Re: ping problem in vpc anycast vtep environment - Page 2

ez9 · ‎05-08-2020

Hello,

I have a topology(attached) using 2x Cisco nexus 9396px switches in vpc mode. I enabled vxlan feature and I implement anycast vtep.

The anycast IP is 192.168.93.93. The switchA has the 192.168.93.101 and the SwitchB the IP 192.168.93.102.

Also, I have a different loopbacks for bgp evpn peering.

Between the 2 switch I have a L3 dedicated link (e1/5) which running OSPF for underlay loopback reachability.

I have advertise-pip and advertise virtual-rmac enabled.

The problem is that client1 cannot ping looopback on R1 router. The switch1 and switch2 have a route in vrf table for this loopback IP. I tried to capture the traffic and I can see that the packet reaches to switch2 but it not forwarding to the R1 via interface e1/3.

I also tried to create a seperate loopback in each switch in vrf (switchA: 10.10.10.93, switchB: 10.10.10.193). I announced these IPs in BGP and i tried to ping between these IPs. Unfortunatelly the ping is failing again. In the packet capture I can see the packets reaching the other switch with VXLAN encapsulation, but the reply is never generated.
——
→ **The tasks**:
1) Based on the forum post about the VXLAN ping problem, mark each statement (a), (b), (c) yes or no, and support each verdict with the exact deciding words from the post. (a) The anycast IP is 192.168.93.101. (b) A dedicated Layer 3 link between the two switches runs OSPF. (c) In the test with separate loopbacks, the capture shows a reply being generated.
2) Transcribe the forum post on the VXLAN ping problem from the words "Also, I have" up to and including the words "underlay loopback reachability.".
Rely only on the forum post to complete the work.

→ **Dataset excerpts**:
——
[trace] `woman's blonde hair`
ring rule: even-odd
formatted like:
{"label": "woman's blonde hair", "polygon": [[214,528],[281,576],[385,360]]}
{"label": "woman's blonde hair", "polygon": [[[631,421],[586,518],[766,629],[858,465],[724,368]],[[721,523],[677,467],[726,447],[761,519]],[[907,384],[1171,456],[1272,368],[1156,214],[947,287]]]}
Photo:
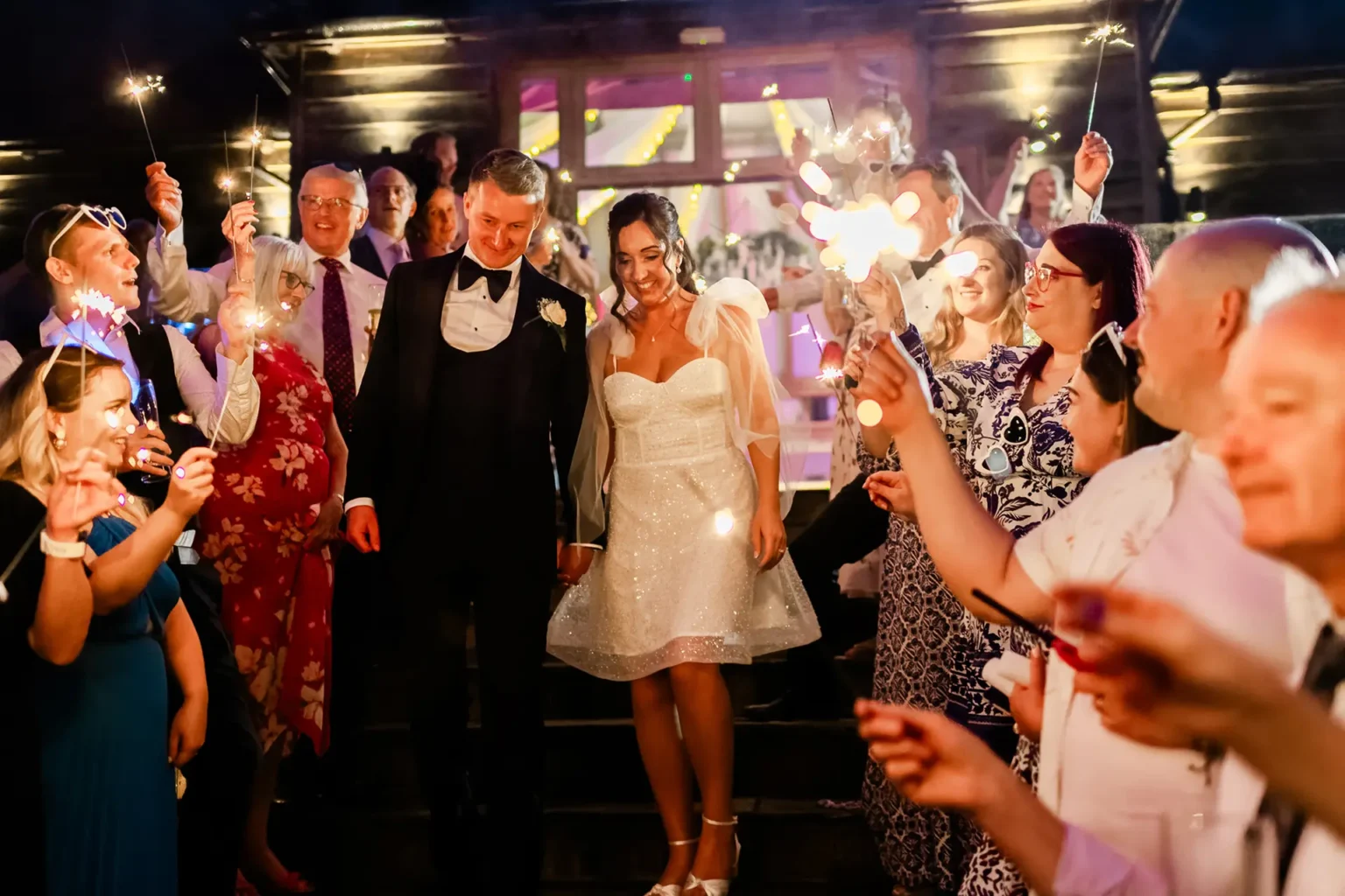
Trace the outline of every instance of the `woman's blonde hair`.
{"label": "woman's blonde hair", "polygon": [[[954,243],[954,251],[967,239],[983,239],[995,249],[995,255],[1005,266],[1005,281],[1009,283],[1009,298],[999,317],[990,325],[990,341],[994,345],[1022,345],[1022,324],[1028,317],[1028,300],[1022,294],[1024,269],[1028,266],[1028,249],[1018,236],[1003,224],[972,224]],[[929,363],[936,368],[948,363],[950,356],[962,343],[962,314],[958,312],[952,287],[943,292],[943,308],[935,314],[925,348]]]}
{"label": "woman's blonde hair", "polygon": [[282,236],[257,236],[253,239],[257,253],[256,301],[258,308],[274,310],[280,308],[280,275],[289,270],[308,279],[308,258],[299,243]]}
{"label": "woman's blonde hair", "polygon": [[[78,411],[93,376],[104,369],[120,371],[121,361],[70,345],[55,355],[46,349],[31,352],[23,360],[0,387],[0,480],[17,482],[46,504],[47,490],[61,472],[47,431],[47,411]],[[139,525],[145,509],[128,501],[117,514]]]}

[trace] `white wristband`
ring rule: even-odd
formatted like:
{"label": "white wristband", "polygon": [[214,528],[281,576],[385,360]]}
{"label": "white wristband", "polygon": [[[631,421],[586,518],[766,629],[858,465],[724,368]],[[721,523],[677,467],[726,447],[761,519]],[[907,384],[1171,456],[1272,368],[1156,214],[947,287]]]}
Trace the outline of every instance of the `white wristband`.
{"label": "white wristband", "polygon": [[59,560],[82,560],[86,549],[83,541],[52,541],[46,531],[43,531],[39,544],[43,553]]}

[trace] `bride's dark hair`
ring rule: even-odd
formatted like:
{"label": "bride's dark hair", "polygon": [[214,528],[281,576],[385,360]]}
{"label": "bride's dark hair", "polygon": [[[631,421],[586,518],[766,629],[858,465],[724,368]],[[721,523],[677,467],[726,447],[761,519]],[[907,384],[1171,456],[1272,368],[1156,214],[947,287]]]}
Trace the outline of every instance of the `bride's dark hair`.
{"label": "bride's dark hair", "polygon": [[[663,266],[672,274],[677,285],[689,293],[697,292],[694,279],[695,262],[691,261],[691,253],[686,247],[686,239],[682,236],[682,227],[678,224],[677,218],[677,206],[658,193],[631,193],[612,206],[612,211],[607,216],[607,236],[611,240],[608,258],[611,259],[612,285],[616,286],[616,300],[612,302],[611,314],[621,321],[623,325],[627,324],[624,308],[625,286],[621,283],[621,275],[616,270],[617,239],[623,230],[642,220],[654,232],[654,238],[659,240],[659,246],[663,247]],[[678,242],[682,243],[681,249],[678,249]],[[681,255],[677,270],[672,270],[670,263],[672,253]]]}

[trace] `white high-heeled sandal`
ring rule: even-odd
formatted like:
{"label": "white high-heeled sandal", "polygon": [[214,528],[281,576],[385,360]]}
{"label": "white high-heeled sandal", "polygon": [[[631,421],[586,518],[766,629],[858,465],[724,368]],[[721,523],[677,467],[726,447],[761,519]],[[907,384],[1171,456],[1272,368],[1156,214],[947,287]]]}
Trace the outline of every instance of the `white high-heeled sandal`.
{"label": "white high-heeled sandal", "polygon": [[[713,818],[706,818],[705,815],[701,815],[701,821],[705,822],[706,825],[713,826],[713,827],[737,827],[738,826],[738,817],[737,815],[733,817],[733,821],[714,821]],[[738,841],[737,832],[734,832],[734,834],[733,834],[733,870],[729,872],[729,879],[728,880],[722,880],[722,879],[717,879],[717,880],[701,880],[695,875],[689,875],[687,879],[686,879],[686,884],[682,885],[682,891],[686,892],[689,889],[695,889],[697,887],[699,887],[701,892],[705,893],[705,896],[729,896],[729,885],[733,883],[733,879],[738,876],[738,860],[741,857],[742,857],[742,844]]]}
{"label": "white high-heeled sandal", "polygon": [[[701,842],[699,837],[693,837],[691,840],[670,840],[668,846],[690,846],[691,844]],[[682,896],[681,884],[654,884],[650,892],[644,896]]]}

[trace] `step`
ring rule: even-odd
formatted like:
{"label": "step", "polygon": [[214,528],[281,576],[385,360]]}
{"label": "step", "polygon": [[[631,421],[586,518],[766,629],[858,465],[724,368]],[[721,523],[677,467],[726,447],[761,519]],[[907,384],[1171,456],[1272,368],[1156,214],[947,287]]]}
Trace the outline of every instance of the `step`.
{"label": "step", "polygon": [[[472,725],[469,736],[475,755],[479,727]],[[364,805],[420,807],[409,725],[370,727],[366,747]],[[551,720],[545,755],[547,806],[652,801],[629,719]],[[853,721],[738,721],[733,793],[745,798],[857,799],[865,755]]]}
{"label": "step", "polygon": [[[823,809],[811,801],[740,799],[734,811],[742,841],[734,893],[890,892],[873,837],[857,810]],[[317,830],[334,838],[324,853],[339,854],[343,868],[335,872],[336,880],[319,877],[327,884],[323,892],[417,892],[432,883],[425,810],[305,819],[292,807],[277,807],[273,825],[288,832],[273,834],[282,856],[300,848],[304,838],[319,836]],[[551,888],[603,893],[625,887],[632,888],[628,893],[639,893],[658,879],[667,858],[663,826],[652,805],[555,806],[545,811],[543,827],[542,877]],[[315,875],[321,870],[313,868]],[[360,881],[363,875],[371,875],[377,888]]]}

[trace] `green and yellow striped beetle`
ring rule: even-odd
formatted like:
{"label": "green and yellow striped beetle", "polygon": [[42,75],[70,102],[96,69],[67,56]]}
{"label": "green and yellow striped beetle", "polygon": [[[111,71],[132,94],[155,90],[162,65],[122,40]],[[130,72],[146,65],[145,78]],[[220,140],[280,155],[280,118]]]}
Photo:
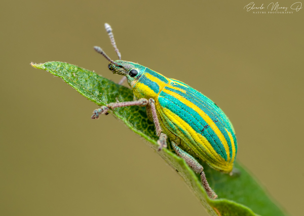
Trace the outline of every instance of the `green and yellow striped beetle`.
{"label": "green and yellow striped beetle", "polygon": [[134,101],[110,103],[94,110],[92,118],[107,114],[109,109],[146,106],[148,117],[154,121],[159,137],[159,150],[167,147],[169,137],[176,154],[200,174],[208,196],[217,198],[206,179],[203,166],[194,156],[216,170],[231,173],[238,146],[229,118],[212,101],[183,82],[138,64],[122,60],[111,27],[105,23],[105,27],[119,60],[112,60],[99,47],[94,49],[110,62],[108,67],[113,73],[125,76],[120,83],[127,80]]}

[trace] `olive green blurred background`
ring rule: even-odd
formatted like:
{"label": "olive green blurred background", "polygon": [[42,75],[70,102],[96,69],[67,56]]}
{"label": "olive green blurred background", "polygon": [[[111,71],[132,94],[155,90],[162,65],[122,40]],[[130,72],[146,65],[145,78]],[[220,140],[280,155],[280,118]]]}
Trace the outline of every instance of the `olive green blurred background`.
{"label": "olive green blurred background", "polygon": [[302,215],[304,9],[253,14],[243,9],[251,1],[221,2],[2,2],[0,215],[207,215],[138,136],[111,116],[91,119],[93,103],[30,66],[68,62],[118,81],[93,49],[117,59],[108,22],[123,59],[216,103],[239,160]]}

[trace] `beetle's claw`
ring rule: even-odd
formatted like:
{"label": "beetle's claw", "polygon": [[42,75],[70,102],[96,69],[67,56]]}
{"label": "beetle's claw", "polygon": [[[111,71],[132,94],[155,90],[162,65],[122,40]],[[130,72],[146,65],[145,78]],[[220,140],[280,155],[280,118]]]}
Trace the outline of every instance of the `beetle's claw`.
{"label": "beetle's claw", "polygon": [[99,109],[96,109],[93,111],[93,115],[91,116],[92,119],[97,119],[99,117],[100,114],[104,114],[107,115],[109,114],[108,111],[109,110],[108,107],[106,106],[102,106]]}

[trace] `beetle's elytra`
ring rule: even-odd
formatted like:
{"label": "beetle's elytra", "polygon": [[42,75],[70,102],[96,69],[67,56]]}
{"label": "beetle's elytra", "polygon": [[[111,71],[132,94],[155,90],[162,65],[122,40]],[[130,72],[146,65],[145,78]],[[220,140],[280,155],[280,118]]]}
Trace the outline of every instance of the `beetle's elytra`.
{"label": "beetle's elytra", "polygon": [[148,116],[154,122],[159,137],[159,150],[167,147],[169,137],[176,154],[200,174],[209,197],[216,198],[217,196],[209,187],[203,167],[193,156],[215,170],[232,172],[238,145],[229,118],[212,101],[183,82],[168,78],[140,65],[121,60],[111,27],[107,23],[105,27],[119,60],[112,60],[100,47],[94,49],[110,61],[108,68],[113,73],[126,77],[135,100],[101,107],[94,110],[92,118],[107,113],[109,109],[146,106]]}

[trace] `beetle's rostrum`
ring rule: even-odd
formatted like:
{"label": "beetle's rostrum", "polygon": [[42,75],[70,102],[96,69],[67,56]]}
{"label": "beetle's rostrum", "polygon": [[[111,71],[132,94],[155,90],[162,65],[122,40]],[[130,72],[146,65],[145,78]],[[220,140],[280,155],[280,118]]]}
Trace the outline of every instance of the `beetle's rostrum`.
{"label": "beetle's rostrum", "polygon": [[[105,25],[107,30],[110,29],[111,41],[115,42],[110,26]],[[109,109],[146,106],[147,116],[154,122],[159,138],[159,150],[167,147],[169,138],[176,155],[200,175],[208,196],[217,197],[207,181],[203,166],[195,158],[219,171],[232,172],[238,145],[232,124],[224,112],[212,101],[186,84],[138,64],[120,60],[120,60],[113,61],[101,48],[95,47],[110,61],[108,68],[113,73],[127,78],[134,101],[110,103],[94,110],[92,118],[98,118]]]}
——
→ **Completed exercise**:
1)
(a) No: "The anycast IP is 192.168.93.93."
(b) Yes: "Between the 2 switch I have a L3 dedicated link (e1/5) which running OSPF for underlay loopback reachability."
(c) No: "but the reply is never generated."

2)
Also, I have a different loopbacks for bgp evpn peering.

Between the 2 switch I have a L3 dedicated link (e1/5) which running OSPF for underlay loopback reachability.